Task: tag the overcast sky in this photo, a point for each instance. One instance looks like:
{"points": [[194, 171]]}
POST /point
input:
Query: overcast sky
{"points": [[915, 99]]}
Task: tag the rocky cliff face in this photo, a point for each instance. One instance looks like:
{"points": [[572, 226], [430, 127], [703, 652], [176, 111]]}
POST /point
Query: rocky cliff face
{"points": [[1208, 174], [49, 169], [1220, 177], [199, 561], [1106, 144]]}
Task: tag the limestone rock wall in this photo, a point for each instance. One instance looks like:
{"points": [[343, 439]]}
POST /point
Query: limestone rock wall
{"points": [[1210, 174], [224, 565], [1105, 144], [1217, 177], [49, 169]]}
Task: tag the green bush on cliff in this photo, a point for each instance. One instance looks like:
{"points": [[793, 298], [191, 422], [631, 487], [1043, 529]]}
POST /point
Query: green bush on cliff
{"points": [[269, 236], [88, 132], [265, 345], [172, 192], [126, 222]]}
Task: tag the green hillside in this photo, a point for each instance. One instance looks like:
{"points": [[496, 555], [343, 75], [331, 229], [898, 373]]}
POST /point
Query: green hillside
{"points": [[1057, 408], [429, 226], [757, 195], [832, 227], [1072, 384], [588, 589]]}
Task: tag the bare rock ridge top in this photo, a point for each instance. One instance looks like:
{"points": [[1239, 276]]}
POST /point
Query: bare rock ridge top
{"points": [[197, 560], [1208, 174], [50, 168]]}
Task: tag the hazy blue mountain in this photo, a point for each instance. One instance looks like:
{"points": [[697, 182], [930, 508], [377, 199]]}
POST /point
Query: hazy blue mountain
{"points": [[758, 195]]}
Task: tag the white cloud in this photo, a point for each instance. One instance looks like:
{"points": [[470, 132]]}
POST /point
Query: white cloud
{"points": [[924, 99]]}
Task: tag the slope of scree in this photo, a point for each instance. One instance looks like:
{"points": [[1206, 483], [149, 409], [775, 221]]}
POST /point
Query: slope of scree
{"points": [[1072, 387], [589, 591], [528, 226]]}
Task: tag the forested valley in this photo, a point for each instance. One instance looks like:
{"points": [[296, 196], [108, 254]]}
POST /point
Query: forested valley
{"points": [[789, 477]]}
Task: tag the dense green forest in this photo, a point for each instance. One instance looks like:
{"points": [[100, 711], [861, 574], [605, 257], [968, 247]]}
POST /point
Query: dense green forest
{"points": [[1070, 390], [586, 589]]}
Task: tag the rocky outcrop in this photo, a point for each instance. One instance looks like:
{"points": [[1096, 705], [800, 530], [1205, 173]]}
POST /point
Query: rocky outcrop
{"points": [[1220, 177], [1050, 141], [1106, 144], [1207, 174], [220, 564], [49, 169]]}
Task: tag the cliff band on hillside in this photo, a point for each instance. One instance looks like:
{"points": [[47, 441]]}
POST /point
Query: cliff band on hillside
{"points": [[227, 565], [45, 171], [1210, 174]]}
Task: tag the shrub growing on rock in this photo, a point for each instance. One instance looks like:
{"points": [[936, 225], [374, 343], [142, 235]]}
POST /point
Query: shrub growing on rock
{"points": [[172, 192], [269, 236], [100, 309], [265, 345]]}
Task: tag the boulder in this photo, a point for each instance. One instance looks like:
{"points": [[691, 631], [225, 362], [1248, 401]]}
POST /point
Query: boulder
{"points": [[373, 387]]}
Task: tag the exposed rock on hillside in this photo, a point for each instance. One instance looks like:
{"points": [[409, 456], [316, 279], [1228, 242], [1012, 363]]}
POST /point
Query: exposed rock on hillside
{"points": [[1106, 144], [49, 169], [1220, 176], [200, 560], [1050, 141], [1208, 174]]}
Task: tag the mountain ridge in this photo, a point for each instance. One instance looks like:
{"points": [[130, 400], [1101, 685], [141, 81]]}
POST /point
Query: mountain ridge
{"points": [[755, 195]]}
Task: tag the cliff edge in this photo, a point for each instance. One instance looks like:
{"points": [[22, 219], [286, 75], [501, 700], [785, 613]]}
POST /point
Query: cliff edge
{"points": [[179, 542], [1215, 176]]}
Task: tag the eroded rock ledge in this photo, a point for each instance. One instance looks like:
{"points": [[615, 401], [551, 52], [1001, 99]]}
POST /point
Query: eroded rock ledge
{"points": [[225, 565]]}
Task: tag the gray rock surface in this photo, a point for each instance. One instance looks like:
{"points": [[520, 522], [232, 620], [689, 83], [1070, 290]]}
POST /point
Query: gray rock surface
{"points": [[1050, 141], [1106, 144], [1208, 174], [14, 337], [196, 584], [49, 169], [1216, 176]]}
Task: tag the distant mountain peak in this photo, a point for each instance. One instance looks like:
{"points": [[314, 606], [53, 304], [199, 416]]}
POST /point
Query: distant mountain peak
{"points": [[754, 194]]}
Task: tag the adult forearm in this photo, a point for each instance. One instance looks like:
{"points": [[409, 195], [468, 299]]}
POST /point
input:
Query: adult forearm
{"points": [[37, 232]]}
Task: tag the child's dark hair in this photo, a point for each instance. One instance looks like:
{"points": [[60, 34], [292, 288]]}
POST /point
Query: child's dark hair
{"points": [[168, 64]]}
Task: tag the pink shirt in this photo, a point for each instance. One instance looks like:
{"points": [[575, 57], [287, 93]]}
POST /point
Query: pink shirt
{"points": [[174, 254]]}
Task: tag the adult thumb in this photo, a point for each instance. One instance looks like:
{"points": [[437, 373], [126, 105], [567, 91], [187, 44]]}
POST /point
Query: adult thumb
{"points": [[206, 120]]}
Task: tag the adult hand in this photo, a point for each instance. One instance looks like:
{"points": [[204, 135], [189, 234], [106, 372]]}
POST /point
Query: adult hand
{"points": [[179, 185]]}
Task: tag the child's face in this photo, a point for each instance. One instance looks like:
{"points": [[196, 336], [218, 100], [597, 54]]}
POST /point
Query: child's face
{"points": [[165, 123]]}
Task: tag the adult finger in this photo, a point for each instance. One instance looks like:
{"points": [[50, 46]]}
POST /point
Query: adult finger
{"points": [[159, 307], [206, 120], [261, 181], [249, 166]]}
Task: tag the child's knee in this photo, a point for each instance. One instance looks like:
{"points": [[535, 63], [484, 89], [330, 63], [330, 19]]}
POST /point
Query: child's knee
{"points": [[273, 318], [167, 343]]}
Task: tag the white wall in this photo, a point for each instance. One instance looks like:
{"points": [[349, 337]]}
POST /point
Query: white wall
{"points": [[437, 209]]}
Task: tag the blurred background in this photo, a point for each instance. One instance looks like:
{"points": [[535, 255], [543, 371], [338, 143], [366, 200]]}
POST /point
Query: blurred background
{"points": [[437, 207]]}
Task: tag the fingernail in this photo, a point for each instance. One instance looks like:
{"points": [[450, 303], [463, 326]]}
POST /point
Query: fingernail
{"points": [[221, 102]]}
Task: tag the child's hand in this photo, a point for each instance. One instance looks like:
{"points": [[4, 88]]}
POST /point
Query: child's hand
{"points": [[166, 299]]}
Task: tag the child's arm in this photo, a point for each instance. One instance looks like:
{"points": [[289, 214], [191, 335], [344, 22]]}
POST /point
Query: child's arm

────────────────────

*Given problem*
Copy all data exactly, start to finish.

*The output*
Task: tag the overcast sky in this photo, a point for each instance. One instance looks like:
{"points": [[194, 171]]}
POST /point
input:
Query: overcast sky
{"points": [[915, 99]]}
Task: tag the rocky cliff face in this photo, a point for each instance. One instance looks like:
{"points": [[572, 226], [430, 127], [703, 652], [176, 111]]}
POST /point
Query: rocky cliff face
{"points": [[1208, 174], [49, 169], [1220, 177], [199, 561], [1106, 144]]}
Task: tag the limestone rock wall in this photo, a point for each instance. One instance looks like:
{"points": [[343, 439]]}
POST /point
Query: limestone rock wall
{"points": [[1210, 174], [224, 565], [1105, 144], [1217, 177], [49, 169]]}
Task: tag the green bush on cliff in this photo, a point for each instance. One instance looks like:
{"points": [[793, 298], [191, 422], [631, 487], [1043, 529]]}
POST /point
Query: green bush on cliff
{"points": [[269, 236], [88, 132], [265, 345], [172, 192], [126, 222]]}
Task: tag the green hillside in this photo, a point for each instance. One instance looks like:
{"points": [[496, 555], [343, 75], [331, 229], [898, 373]]}
POST /point
Query: green hillside
{"points": [[1057, 408], [429, 226], [757, 195], [832, 227], [1072, 384], [588, 589]]}
Task: tag the bare rock ridge top in this photo, a point for each instance. One instance looks like:
{"points": [[1239, 276]]}
POST /point
Query: bare rock ridge top
{"points": [[197, 560], [1208, 174], [50, 168]]}
Task: tag the hazy blue mountain in this photo, a point for each instance. One instance looks like:
{"points": [[697, 182], [930, 508], [377, 199]]}
POST /point
Query: hazy blue mountain
{"points": [[758, 195]]}
Task: tag the white cloud in this photo, a point for each instance. One instance looks like:
{"points": [[470, 132]]}
POST /point
Query: white cloud
{"points": [[924, 99]]}
Task: tag the slope of scree in this photo, a point for each instance. One instance looks like:
{"points": [[1206, 483], [149, 409], [775, 221]]}
POST /point
Query: slope of scree
{"points": [[1072, 387], [589, 591], [528, 226]]}
Task: tag the forested valley in this photo, a point for each instance. One instance looks like:
{"points": [[296, 196], [108, 254]]}
POST /point
Query: forested valley
{"points": [[789, 477]]}
Task: tag the dense green forest in this photo, a point for each instance. One instance looks like:
{"points": [[100, 711], [861, 574], [605, 257], [968, 247]]}
POST /point
Query: dense green forest
{"points": [[1070, 390], [586, 589]]}
Task: tag the rocky outcrop in this photo, a point for each instance. One instance looks like:
{"points": [[1096, 705], [800, 530], [1205, 173]]}
POST /point
Query: rocky outcrop
{"points": [[1220, 177], [1050, 141], [1106, 144], [1207, 174], [220, 564], [49, 169]]}
Task: tag the cliff band on hillside in this photo, a point for each instance. One instance looks like:
{"points": [[47, 441]]}
POST /point
Query: cliff band on hillside
{"points": [[227, 565], [45, 171], [1210, 174]]}
Task: tag the shrub growing on rock in this photo, a point for each instance. One instance looks like:
{"points": [[936, 225], [374, 343], [142, 235]]}
POST /point
Query: shrub growing on rock
{"points": [[172, 192], [269, 236], [100, 309], [265, 345]]}
Task: tag the boulder in this photo, a point for each instance. One instance looks like:
{"points": [[691, 631], [225, 362], [1248, 401]]}
POST /point
Query: boulder
{"points": [[373, 387]]}
Task: tag the exposed rock on hillside in this photo, a point for each instance. One instance looks like:
{"points": [[409, 456], [316, 279], [1228, 242], [1012, 363]]}
POST /point
Query: exposed rock on hillside
{"points": [[1106, 144], [49, 169], [1220, 176], [200, 560], [1050, 141], [1208, 174]]}
Task: tag the mountain ridge in this photo, a point for each instance. One instance looks like:
{"points": [[130, 400], [1101, 685], [141, 81]]}
POST /point
Query: mountain ridge
{"points": [[755, 195]]}
Task: tag the cliff edge in this photo, a point for each instance. One instance looks like:
{"points": [[22, 219], [286, 75], [501, 700], [785, 613]]}
POST /point
Query: cliff edge
{"points": [[179, 542], [1215, 176]]}
Task: tag the eroded rock ledge in this photo, a point for each instance. One instance looks like:
{"points": [[615, 401], [551, 52], [1001, 99]]}
POST /point
Query: eroded rock ledge
{"points": [[225, 565]]}
Task: tag the gray rock surface in this photo, a point for each instance. One instance looks like:
{"points": [[520, 522], [232, 620], [689, 83], [1070, 290]]}
POST /point
Query: gray rock surface
{"points": [[1050, 141], [1106, 144], [1208, 174], [14, 337], [196, 584], [49, 169], [1216, 176]]}
Task: tag the distant mountain peak in this photo, a point for each instance. One instance looks like:
{"points": [[314, 606], [53, 304], [199, 416]]}
POST /point
Query: distant mountain peak
{"points": [[754, 194]]}
Task: tag the adult forearm in this photo, a point for each instance. One instance looks like:
{"points": [[409, 195], [468, 299]]}
POST /point
input:
Query: adult forearm
{"points": [[37, 232]]}
Task: tag the child's dark hair in this photo, a point for each instance. One instance looks like:
{"points": [[60, 34], [292, 288]]}
POST /point
Query: child's dark hair
{"points": [[168, 64]]}
Task: tag the pink shirt in this photo, a point for each instance. One instance looks like:
{"points": [[575, 57], [287, 93]]}
POST /point
Query: pink shirt
{"points": [[174, 254]]}
Task: tag the adult thumb in this photo, a point for each instance. One instance looks like:
{"points": [[437, 373], [126, 105], [567, 91], [187, 44]]}
POST /point
Query: adult thumb
{"points": [[206, 120]]}
Task: tag the adult hand in this photo, a point for each instance. One instance looks like:
{"points": [[204, 135], [189, 234], [106, 372]]}
POST /point
Query: adult hand
{"points": [[179, 185]]}
Task: tag the child's face in this photo, a point for each instance. One instance looks like:
{"points": [[196, 336], [218, 100], [597, 54]]}
POST /point
Query: child's face
{"points": [[165, 123]]}
Task: tag the adult finger in this photo, a point for each instance. One instance looks like:
{"points": [[50, 46]]}
POST /point
Query: adult finger
{"points": [[159, 307], [206, 120], [261, 181], [249, 166]]}
Task: tag the child's knee in this photo, a point for each instance. One instance looks like:
{"points": [[535, 63], [484, 89], [330, 63], [330, 19]]}
POST /point
Query: child's knee
{"points": [[273, 318], [167, 343]]}
Task: tag the white wall in this photo, a point for each instance. One instance looks like:
{"points": [[349, 337]]}
POST /point
Query: white wall
{"points": [[437, 209]]}
Task: tag the blurred background in this photo, a point for each instance. One instance looks like:
{"points": [[535, 255], [543, 371], [338, 143], [366, 200]]}
POST /point
Query: blurred background
{"points": [[437, 207]]}
Task: tag the fingernail in this photo, a point for each instance. One instance looks like:
{"points": [[450, 303], [463, 326]]}
POST /point
Query: fingernail
{"points": [[221, 102]]}
Task: tag the child's hand in this photo, a point for each instance. One instance looks like:
{"points": [[4, 88]]}
POST /point
Query: child's hand
{"points": [[166, 299]]}
Task: tag the child's arm in this photo, a point for each instance. One instance looks like:
{"points": [[289, 214], [191, 335], [344, 22]]}
POST /point
Query: child's arm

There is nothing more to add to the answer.